# Dataset rows
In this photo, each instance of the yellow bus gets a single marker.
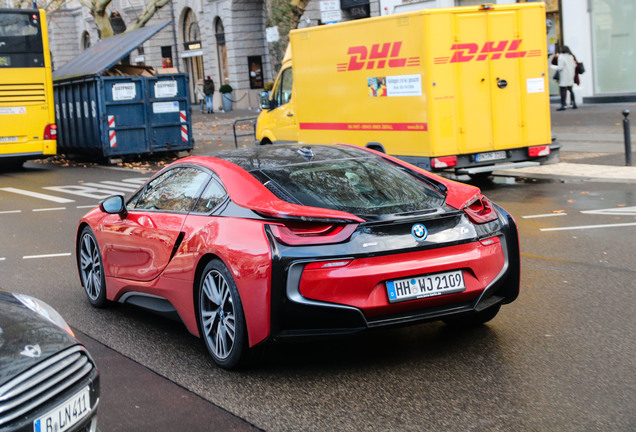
(27, 112)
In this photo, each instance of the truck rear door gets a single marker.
(498, 72)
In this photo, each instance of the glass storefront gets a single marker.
(614, 45)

# Set task
Rescale every line of the data from the line containing "In this photo, each instance of the glass" through the end of the data, reproducing all lines and keeping the wording unchanged. Multiply each point coordinate by 0.4 and round it to the nearest whole number, rounding halves up.

# Response for this exercise
In this photo, each instance of the glass storefront gets a single marker.
(246, 18)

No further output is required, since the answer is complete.